> [Excerpt]
Optimizing web scraping: Scraping auth data using JSDOM

Saurav Jain - Oct 9 - - Dev Community

As scraping developers, we sometimes need to extract authentication data like temporary keys to perform our tasks. However, it is not as simple as that. Usually, it is in HTML or XHR network requests, but sometimes, the auth data is computed. In that case, we can either reverse-engineer the computation, which takes a lot of time to deobfuscate scripts or run the JavaScript that computes it. Normally, we use a browser, but that is expensive. Crawlee provides support for running browser scraper and Cheerio Scraper in parallel, but that is very complex and expensive in terms of compute resource usage. JSDOM helps us run page JavaScript with fewer resources than a browser and slightly higher than Cheerio.

This article will discuss a new approach that we use in one of our Actors to obtain the authentication data from TikTok ads creative center generated by browser web applications without actually running the browser but instead of it, using JSDOM.

Analyzing the website

When you visit this URL:

https://ads.tiktok.com/business/creativecenter/inspiration/popular/hashtag/pc/en

You will see a list of hashtags with their live ranking, the number of posts they have, trend chart, creators, and analytics. You can also notice that we can filter the industry, set the time period, and use a check box to filter if the trend is new to the top 100 or not.

tiktok-trends

Our goal here is to extract the top 100 hashtags from the list with the given filters.

The two possible approaches are to use CheerioCrawler, and the second one will be browser-based scraping. Cheerio gives results faster but does not work with JavaScript-rendered websites.

Cheerio is not the best option here as the Creative Center is a web application, and the data source is API, so we can only get the hashtags initially present in the HTML structure but not each of the 100 as we require.

The second approach can be using libraries like Puppeteer, Playwright, etc, to do browser-based scraping and using automation to scrape all of the hashtags, but with previous experiences, it takes a lot of time for such a small task.

Now comes the new approach that we developed to make this process a lot better than browser based and very close to CheerioCrawler based crawling.

JSDOM Approach

Before diving deep into this approach, I would like to give credit to Alexey Udovydchenko, Web Automation Engineer at Apify, for developing this approach. Kudos to him!

In this approach, we are going to make API calls to https://ads.tiktok.com/creative_radar_api/v1/popular_trend/hashtag/list to get the required data.

Before making calls to this API, we will need few required headers (auth data), so we will first make the call to https://ads.tiktok.com/business/creativecenter/inspiration/popular/hashtag/pad/en.

We will start this approach by creating a function that will create the URL for the API call for us and, make the call and get the data.

> [Objectives]
a – Return the stretch of the JSDOM scraping article from "Before making calls" through "get the data.", copied word for word.
b – Extend the JSDOM scraping article, picking up after its last sentence.
The items that come next are not needed.

> [Stored dataset items]

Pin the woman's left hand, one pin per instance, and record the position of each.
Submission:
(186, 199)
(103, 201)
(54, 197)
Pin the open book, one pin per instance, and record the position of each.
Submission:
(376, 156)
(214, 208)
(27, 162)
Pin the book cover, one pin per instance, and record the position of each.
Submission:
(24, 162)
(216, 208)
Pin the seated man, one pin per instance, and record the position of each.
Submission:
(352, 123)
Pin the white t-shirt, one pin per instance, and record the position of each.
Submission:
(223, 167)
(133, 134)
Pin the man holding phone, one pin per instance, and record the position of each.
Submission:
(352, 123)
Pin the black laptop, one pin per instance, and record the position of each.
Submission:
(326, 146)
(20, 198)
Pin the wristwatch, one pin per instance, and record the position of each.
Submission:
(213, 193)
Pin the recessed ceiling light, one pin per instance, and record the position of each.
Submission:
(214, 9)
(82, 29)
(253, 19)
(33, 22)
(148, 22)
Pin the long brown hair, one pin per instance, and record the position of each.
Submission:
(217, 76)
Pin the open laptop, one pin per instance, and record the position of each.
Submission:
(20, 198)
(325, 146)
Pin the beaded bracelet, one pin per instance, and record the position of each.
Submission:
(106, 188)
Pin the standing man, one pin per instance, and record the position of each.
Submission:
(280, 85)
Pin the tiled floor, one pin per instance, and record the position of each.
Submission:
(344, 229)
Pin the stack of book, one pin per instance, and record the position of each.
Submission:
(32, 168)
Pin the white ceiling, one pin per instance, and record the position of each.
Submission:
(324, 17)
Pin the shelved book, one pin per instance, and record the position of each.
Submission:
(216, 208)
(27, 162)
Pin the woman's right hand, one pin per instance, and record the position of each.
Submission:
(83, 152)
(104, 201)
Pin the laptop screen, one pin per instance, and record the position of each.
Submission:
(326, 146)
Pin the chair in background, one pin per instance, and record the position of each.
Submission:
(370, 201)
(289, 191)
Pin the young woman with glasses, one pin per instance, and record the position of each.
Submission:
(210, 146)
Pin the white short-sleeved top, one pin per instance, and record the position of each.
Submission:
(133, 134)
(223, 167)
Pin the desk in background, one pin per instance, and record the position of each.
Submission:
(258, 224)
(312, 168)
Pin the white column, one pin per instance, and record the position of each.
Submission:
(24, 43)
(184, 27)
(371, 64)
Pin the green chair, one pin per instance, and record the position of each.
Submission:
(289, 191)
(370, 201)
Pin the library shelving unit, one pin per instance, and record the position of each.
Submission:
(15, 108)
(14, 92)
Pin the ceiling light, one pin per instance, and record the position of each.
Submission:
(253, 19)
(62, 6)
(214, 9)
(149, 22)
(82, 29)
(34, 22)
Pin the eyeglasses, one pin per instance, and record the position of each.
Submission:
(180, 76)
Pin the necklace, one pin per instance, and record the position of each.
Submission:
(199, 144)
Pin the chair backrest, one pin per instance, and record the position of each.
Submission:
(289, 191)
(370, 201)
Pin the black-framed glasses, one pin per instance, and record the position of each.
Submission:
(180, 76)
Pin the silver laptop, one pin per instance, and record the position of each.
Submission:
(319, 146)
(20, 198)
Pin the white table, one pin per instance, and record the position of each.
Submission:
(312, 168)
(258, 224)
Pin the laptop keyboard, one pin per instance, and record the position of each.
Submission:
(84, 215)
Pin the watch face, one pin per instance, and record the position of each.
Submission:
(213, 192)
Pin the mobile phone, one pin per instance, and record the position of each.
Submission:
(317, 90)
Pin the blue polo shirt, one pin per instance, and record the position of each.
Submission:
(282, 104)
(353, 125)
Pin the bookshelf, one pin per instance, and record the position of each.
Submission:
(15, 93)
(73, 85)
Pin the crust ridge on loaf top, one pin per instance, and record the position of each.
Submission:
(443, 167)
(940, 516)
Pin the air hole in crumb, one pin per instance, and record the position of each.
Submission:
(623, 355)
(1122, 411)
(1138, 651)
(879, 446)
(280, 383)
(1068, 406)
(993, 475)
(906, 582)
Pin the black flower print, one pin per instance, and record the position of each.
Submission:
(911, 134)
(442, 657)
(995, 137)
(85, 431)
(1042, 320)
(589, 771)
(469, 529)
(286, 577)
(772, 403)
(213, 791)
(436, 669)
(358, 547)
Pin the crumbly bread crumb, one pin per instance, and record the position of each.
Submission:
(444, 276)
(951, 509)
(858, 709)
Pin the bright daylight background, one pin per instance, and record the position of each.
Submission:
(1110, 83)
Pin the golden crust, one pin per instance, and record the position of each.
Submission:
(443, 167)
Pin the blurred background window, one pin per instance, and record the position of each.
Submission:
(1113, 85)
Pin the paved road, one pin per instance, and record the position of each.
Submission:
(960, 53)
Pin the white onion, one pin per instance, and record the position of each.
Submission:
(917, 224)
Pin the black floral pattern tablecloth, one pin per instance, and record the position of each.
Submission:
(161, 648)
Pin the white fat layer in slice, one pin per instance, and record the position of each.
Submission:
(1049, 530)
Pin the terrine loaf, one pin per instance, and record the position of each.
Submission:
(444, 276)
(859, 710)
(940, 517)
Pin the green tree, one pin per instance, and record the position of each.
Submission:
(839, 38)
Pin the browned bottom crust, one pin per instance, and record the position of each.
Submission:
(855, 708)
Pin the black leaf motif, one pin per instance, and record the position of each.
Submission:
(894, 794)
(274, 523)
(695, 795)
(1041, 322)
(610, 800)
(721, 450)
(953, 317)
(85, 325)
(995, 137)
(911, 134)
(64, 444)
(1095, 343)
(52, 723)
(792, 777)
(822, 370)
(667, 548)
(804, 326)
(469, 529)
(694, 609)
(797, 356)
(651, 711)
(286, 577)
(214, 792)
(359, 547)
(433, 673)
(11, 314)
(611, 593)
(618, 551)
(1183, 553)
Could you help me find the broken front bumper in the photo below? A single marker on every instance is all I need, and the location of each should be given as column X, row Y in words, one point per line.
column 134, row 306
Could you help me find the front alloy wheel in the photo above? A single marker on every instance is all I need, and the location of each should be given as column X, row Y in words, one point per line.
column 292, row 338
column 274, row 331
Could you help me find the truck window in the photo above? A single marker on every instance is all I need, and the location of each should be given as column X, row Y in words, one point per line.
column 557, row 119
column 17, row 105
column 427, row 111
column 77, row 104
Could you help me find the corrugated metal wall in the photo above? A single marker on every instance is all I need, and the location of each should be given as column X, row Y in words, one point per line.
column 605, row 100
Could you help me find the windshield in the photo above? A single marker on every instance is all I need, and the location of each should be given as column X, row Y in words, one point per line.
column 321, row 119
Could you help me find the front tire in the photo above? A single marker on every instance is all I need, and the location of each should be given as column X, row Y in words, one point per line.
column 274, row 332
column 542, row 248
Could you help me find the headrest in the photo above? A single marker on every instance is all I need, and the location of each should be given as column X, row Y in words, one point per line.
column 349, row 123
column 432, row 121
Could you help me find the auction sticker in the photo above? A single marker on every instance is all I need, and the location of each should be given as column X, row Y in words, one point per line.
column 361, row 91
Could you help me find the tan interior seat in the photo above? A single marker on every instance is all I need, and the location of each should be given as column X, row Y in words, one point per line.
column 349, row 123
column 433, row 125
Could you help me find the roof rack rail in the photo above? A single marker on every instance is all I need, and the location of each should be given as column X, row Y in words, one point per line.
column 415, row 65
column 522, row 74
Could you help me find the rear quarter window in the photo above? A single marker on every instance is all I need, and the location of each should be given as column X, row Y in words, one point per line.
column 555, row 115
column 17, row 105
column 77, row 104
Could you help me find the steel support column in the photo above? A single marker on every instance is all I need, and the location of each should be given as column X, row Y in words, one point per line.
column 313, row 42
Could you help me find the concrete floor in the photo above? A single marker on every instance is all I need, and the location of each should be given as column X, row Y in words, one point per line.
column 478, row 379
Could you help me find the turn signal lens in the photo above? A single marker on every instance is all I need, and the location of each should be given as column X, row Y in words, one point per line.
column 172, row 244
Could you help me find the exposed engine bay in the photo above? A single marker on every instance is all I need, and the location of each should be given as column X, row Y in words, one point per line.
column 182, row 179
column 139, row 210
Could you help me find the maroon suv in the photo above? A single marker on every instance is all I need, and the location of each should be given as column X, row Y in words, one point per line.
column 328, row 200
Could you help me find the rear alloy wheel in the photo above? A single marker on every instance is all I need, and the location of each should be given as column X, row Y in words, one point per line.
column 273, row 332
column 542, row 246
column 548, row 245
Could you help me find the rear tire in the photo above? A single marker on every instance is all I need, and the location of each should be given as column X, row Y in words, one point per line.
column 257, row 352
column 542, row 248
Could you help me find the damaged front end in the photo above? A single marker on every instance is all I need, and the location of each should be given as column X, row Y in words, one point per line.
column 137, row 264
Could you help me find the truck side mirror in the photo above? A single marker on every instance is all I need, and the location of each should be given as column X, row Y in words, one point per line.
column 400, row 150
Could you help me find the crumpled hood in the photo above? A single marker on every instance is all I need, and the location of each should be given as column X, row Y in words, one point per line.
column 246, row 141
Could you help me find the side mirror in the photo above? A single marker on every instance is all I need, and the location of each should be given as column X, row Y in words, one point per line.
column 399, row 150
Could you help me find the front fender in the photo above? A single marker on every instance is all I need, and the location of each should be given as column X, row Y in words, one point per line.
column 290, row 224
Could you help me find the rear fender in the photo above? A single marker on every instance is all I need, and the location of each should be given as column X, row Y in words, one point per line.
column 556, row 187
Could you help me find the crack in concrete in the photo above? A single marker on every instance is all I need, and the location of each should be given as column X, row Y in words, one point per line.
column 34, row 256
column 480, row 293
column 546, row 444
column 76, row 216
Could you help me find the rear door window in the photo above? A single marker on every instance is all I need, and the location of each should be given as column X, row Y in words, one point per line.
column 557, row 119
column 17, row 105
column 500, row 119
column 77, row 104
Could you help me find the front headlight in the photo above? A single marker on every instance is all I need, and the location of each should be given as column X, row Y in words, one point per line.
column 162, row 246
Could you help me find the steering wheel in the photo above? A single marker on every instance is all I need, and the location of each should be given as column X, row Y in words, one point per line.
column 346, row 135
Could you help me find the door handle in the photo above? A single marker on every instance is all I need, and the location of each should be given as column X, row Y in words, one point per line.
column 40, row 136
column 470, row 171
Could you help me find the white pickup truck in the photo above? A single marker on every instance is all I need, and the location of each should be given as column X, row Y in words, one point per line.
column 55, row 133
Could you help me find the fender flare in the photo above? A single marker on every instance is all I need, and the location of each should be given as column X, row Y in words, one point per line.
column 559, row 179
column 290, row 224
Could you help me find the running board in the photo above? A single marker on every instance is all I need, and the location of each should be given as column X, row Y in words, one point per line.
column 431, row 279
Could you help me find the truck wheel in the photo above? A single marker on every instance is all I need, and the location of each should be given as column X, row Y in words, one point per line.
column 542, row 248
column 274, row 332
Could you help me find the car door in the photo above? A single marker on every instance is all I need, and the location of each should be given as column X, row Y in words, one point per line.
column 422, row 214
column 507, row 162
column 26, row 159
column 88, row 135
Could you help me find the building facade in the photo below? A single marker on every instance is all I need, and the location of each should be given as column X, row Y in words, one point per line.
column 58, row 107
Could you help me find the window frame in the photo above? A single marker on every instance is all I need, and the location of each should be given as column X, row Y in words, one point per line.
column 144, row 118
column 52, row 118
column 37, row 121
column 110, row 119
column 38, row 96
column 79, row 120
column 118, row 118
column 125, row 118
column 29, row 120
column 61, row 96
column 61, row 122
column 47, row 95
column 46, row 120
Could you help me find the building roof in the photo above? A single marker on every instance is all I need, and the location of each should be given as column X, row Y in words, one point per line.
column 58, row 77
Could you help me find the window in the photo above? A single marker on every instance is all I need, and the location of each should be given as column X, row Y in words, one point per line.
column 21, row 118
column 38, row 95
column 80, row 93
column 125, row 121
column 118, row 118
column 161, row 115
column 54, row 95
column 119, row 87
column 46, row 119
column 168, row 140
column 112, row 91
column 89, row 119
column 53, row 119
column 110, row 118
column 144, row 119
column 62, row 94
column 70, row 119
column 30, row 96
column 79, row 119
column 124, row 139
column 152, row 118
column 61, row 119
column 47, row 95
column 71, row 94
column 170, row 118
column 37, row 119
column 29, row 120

> [Answers to the tasks]
a –
Before making calls to this API, we will need few required headers (auth data), so we will first make the call to https://ads.tiktok.com/business/creativecenter/inspiration/popular/hashtag/pad/en.

We will start this approach by creating a function that will create the URL for the API call for us and, make the call and get the data.

b –
export const createStartUrls = (input) => {
    const {
        days = '7',
        country = '',
        resultsLimit = 100,
        industry = '',
        isNewToTop100,
    } = input;

    const filterBy = isNewToTop100 ? 'new_on_board' : '';
    return [
        {
            url: `https://ads.tiktok.com/creative_radar_api/v1/popular_trend/hashtag/list?page=1&limit=50&period=${days}&country_code=${country}&filter_by=${filterBy}&sort_by=popular&industry_id=${industry}`,
            headers: {
                // required headers
            },
            userData: { resultsLimit },
        },
    ];
};
Enter fullscreen mode Exit fullscreen mode

In the above function, we create the start url for the API call that include various parameters as we talked about earlier. After creating the URL according to the parameters it will call the creative_radar_api and fetch all the results.

But it won’t work until we get the headers. So, let’s create a function that will first create a session using sessionPool and proxyConfiguration.

export const createSessionFunction = async (
    sessionPool,
    proxyConfiguration,
) => {
    const proxyUrl = await proxyConfiguration.newUrl(Math.random().toString());
    const url =
        'https://ads.tiktok.com/business/creativecenter/inspiration/popular/hashtag/pad/en';
    // need url with data to generate token
    const response = await gotScraping({ url, proxyUrl });
    const headers = await getApiUrlWithVerificationToken(
        response.body.toString(),
        url,
    );
    if (!headers) {
        throw new Error(`Token generation blocked`);
    }
    log.info(`Generated API verification headers`, Object.values(headers));
    return new Session({
        userData: {
            headers,
        },
        sessionPool,
    });
};
Enter fullscreen mode Exit fullscreen mode

In this function, the main goal is to call https://ads.tiktok.com/business/creativecenter/inspiration/popular/hashtag/pad/en and get headers in return. To get the headers we are using getApiUrlWithVerificationToken function.

Before going ahead, I want to mention that Crawlee natively supports JSDOM using the JSDOM Crawler. It gives a framework for the parallel crawling of web pages using plain HTTP requests and jsdom DOM implementation. It uses raw HTTP requests to download web pages, it is very fast and efficient on data bandwidth.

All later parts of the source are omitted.